Return each line of the records holding the string "blue".

=== Material to process ===

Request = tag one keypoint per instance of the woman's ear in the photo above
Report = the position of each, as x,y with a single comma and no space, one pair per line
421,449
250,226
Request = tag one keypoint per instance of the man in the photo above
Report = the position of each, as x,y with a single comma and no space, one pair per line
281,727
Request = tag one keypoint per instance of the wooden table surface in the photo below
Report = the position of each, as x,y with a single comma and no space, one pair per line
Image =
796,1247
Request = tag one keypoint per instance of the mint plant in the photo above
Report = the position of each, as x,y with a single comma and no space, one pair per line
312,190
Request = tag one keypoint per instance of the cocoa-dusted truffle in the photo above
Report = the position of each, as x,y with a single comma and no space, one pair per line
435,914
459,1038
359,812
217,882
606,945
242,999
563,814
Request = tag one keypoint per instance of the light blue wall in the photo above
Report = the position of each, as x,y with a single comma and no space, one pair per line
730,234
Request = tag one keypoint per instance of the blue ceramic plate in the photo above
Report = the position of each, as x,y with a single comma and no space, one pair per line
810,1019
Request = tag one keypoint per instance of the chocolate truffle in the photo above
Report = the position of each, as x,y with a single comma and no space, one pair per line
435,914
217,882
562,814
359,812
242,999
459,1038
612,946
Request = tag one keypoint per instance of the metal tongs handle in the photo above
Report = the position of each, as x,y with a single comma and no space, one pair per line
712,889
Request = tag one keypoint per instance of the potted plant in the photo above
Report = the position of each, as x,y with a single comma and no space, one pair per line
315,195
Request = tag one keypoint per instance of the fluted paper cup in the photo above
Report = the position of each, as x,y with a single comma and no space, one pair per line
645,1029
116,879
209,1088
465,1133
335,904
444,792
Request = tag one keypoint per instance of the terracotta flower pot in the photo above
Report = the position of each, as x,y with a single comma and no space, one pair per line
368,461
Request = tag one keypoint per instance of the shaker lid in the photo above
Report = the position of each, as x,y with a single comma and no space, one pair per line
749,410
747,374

===

- Task output
Request = tag one keypoint per instance of the light blue wall in the photo above
Request = tag one keypoint per instance of the blue ceramic plate in the photo above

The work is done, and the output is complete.